## [Enunciado del ejercicio 1]
Responda a estas preguntas a partir del texto sobre el Cerrado:
(a) ¿En qué año se fundó Embrapa?
(b) ¿De qué continente se trajo la hierba llamada brachiaria?
(c) ¿Con qué nombre se conoce aún hoy el resultado de esa transformación?
## [Enunciado del ejercicio 2]
Reproduzca sin cambios el fragmento del texto sobre el Cerrado que comienza en "Esta es una" y termina en "en algo fértil.".

## [Texto de lectura]
Durante décadas y mientras nadie miraba se ha deforestado la mitad de la sabana más rica del mundo. EL PAÍS viaja a sus esquinas más profundas

Tom C. Avendaño
Balsas (Maranhão) / Forquilha (Piauí) / Sussuarana (Tocantins) -

Esta es una guerra nueva. Durante siglos y hasta hace relativamente poco, el consenso mundial era que el Cerrado no valía nada. Que de aquel suelo ácido y sin nutrientes no podría nacer nada de valor. Pero en 1973, durante la dictadura militar brasileña, los generales que dirigían el país fundaron Embrapa, la Empresa Brasileira de Pesquisa Agropecuária (Empresa Brasileña de Investigaciones Agropecuarias) y le pusieron como prioridad lograr lo imposible: convertir ese terreno yermo en algo fértil.

Lo imposible se logró en cuatro pasos. Primero, regar el suelo con cantidades ingentes de caliza para reducir la acidez. Segundo, traer de África una hierba llamada brachiaria y cruzarla hasta obtener brachquiarinha y después braquiarão, variedades perfecta para este nuevo suelo: crecía más rápido que la original. De repente, esta tierra de nadie podía pasar a ser pasto de todos. Tercero, cruzar tipos de soja, una planta de latitudes templadas, hasta obtener una versión milagrosa que creciese bajo el sol abrasador, en los suelos ácidos, y en dos cosechas anuales. Y cuarto, popularizar la idea de que la soja se recoge cortándola del tallo, no arando la tierra; si el tallo se pudre en el suelo, este absorbe los nutrientes. El resultado fue impresionante. Donde no tenía nada, Brasil poseía ahora cientos de miles de kilómetros cuadrados de suelo agropecuario. De la sabana africana había salido un medio oeste americano, un paraíso para alimentar un mundo superpoblado y enriquecer a quien se diese prisa. Aun hoy se llama a esto El Milagro del Cerrado.

## [Material extraído]
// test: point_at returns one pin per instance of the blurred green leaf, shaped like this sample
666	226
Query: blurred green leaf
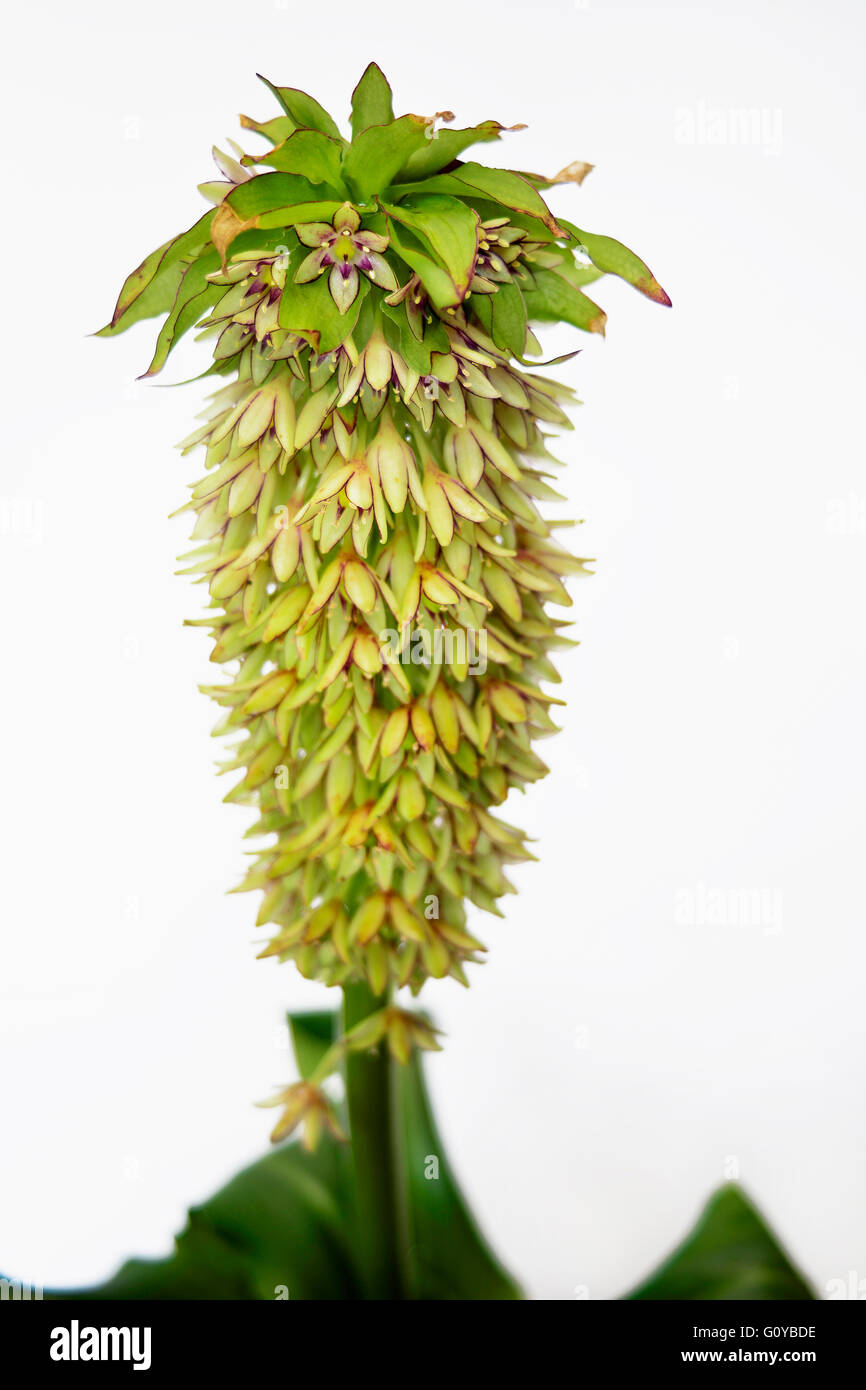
449	1258
312	1036
278	1223
193	298
287	1222
730	1254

## [Respuesta del ejercicio 1]
(a) En 1973.
(b) De África.
(c) El Milagro del Cerrado.

## [Respuesta del ejercicio 2]
Esta es una guerra nueva. Durante siglos y hasta hace relativamente poco, el consenso mundial era que el Cerrado no valía nada. Que de aquel suelo ácido y sin nutrientes no podría nacer nada de valor. Pero en 1973, durante la dictadura militar brasileña, los generales que dirigían el país fundaron Embrapa, la Empresa Brasileira de Pesquisa Agropecuária (Empresa Brasileña de Investigaciones Agropecuarias) y le pusieron como prioridad lograr lo imposible: convertir ese terreno yermo en algo fértil.